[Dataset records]
▼

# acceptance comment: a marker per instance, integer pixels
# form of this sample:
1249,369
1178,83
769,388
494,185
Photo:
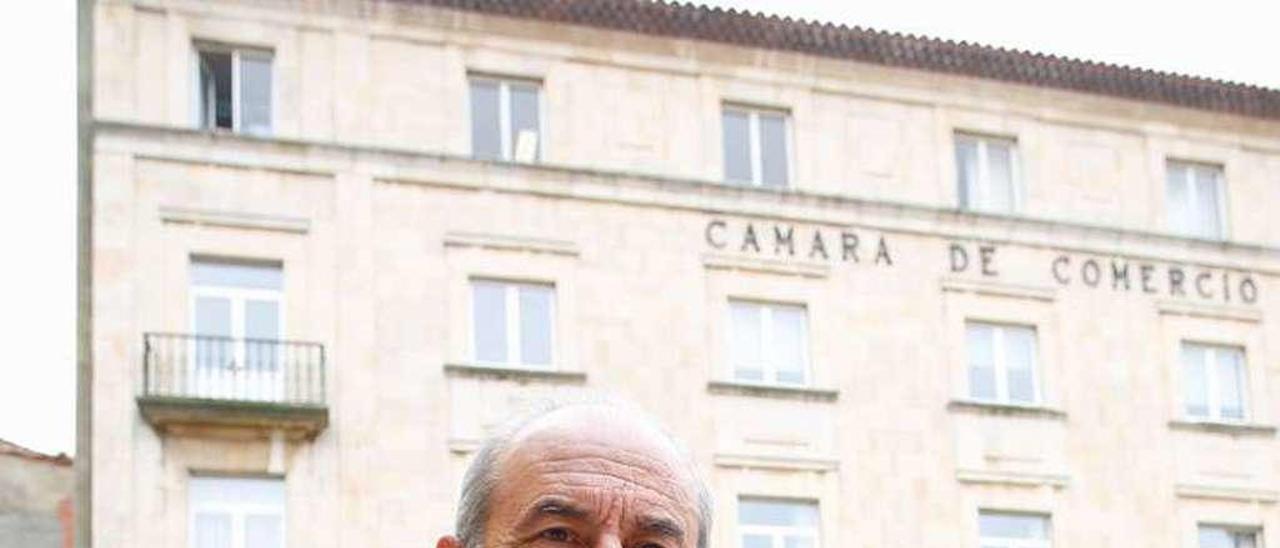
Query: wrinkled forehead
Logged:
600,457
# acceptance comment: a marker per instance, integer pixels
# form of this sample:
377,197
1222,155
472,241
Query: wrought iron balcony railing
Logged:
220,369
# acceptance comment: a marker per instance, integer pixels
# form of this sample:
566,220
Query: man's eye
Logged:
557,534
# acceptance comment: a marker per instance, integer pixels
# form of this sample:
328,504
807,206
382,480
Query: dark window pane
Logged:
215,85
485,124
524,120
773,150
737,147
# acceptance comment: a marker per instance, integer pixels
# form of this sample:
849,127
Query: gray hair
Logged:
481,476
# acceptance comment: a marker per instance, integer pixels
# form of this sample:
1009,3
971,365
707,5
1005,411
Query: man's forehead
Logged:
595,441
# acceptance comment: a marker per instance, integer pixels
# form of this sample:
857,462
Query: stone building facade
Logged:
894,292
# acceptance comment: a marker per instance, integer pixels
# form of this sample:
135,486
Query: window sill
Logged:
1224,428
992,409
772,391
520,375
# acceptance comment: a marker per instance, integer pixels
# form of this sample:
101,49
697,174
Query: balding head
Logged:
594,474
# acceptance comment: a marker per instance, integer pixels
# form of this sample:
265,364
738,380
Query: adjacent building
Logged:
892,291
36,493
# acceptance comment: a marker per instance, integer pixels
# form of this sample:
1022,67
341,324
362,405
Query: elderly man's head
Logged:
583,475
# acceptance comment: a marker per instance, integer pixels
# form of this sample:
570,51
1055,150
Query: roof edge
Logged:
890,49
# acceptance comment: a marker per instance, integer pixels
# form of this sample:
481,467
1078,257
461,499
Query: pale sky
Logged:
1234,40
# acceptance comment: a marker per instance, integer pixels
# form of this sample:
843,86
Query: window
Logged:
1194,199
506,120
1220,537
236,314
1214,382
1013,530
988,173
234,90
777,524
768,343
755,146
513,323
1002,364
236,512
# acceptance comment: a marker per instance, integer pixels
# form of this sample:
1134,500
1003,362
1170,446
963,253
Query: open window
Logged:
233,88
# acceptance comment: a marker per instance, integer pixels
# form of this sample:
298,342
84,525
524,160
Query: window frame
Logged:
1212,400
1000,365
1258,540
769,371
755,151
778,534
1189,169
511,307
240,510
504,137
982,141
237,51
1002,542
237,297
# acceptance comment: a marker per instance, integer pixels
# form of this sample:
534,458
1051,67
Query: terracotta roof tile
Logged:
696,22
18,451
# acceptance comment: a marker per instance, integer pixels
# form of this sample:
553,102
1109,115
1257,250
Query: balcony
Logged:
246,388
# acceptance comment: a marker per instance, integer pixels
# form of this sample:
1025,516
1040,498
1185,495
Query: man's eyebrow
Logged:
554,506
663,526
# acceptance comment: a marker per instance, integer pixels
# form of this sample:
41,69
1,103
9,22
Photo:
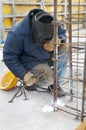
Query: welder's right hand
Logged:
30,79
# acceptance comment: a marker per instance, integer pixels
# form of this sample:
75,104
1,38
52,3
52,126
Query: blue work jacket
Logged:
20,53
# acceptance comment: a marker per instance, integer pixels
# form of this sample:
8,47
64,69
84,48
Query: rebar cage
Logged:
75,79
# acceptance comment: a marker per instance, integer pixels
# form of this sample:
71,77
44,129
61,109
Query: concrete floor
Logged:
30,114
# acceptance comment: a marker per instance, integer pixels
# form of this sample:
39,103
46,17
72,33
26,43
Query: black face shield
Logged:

▲
▼

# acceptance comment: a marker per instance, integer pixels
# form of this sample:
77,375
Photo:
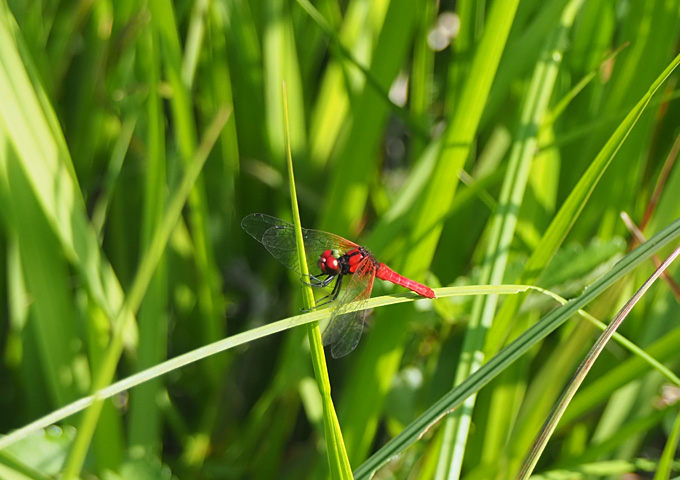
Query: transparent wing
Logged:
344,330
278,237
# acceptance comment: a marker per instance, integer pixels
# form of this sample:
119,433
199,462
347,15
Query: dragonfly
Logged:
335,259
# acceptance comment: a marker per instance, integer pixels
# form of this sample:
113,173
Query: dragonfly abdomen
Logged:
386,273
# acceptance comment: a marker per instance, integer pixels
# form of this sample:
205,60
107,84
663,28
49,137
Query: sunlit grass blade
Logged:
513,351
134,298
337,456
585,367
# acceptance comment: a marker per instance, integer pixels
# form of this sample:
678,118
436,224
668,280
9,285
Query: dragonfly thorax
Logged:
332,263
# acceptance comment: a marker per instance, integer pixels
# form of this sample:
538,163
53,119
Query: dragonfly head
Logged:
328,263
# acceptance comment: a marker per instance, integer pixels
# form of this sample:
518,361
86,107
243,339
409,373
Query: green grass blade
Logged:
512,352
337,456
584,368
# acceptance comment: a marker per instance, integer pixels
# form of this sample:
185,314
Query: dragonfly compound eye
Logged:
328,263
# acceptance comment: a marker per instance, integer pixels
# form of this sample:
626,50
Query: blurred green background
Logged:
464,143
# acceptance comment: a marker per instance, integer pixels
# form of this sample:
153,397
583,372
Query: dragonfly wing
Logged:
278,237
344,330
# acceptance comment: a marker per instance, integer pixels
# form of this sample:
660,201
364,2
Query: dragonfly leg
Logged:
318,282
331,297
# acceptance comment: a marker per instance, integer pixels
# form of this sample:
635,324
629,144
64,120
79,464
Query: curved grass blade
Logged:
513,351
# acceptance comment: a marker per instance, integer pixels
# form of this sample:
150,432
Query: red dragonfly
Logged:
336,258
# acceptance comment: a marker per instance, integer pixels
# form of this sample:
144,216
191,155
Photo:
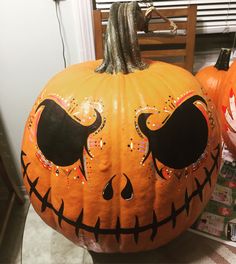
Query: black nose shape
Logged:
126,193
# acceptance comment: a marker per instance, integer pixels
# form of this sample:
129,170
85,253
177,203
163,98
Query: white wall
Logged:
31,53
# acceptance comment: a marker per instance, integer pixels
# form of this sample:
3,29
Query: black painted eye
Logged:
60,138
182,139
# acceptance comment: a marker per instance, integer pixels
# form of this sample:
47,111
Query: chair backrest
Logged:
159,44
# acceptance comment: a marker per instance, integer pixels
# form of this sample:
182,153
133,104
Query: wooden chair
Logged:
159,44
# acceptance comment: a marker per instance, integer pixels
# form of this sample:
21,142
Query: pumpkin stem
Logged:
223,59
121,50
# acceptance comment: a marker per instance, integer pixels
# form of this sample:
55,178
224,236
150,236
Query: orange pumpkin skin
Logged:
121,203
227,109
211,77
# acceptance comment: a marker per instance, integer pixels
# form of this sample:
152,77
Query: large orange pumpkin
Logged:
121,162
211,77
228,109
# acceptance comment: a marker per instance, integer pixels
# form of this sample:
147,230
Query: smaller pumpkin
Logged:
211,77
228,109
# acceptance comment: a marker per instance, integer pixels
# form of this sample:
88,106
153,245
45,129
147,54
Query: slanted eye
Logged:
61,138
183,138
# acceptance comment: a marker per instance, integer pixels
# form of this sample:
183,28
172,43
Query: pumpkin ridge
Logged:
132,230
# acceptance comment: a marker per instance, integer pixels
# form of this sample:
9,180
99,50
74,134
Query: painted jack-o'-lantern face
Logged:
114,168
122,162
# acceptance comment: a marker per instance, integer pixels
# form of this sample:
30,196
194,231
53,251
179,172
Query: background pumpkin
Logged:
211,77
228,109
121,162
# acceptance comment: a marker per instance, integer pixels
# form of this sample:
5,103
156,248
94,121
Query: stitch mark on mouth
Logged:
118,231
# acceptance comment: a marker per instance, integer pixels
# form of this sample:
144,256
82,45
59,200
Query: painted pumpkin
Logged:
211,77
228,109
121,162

▲

# Instructions for the task
Copy, from the lines above, each one that holds "face".

# Result of this task
Query: black face shield
Query: painted jack-o'-lantern face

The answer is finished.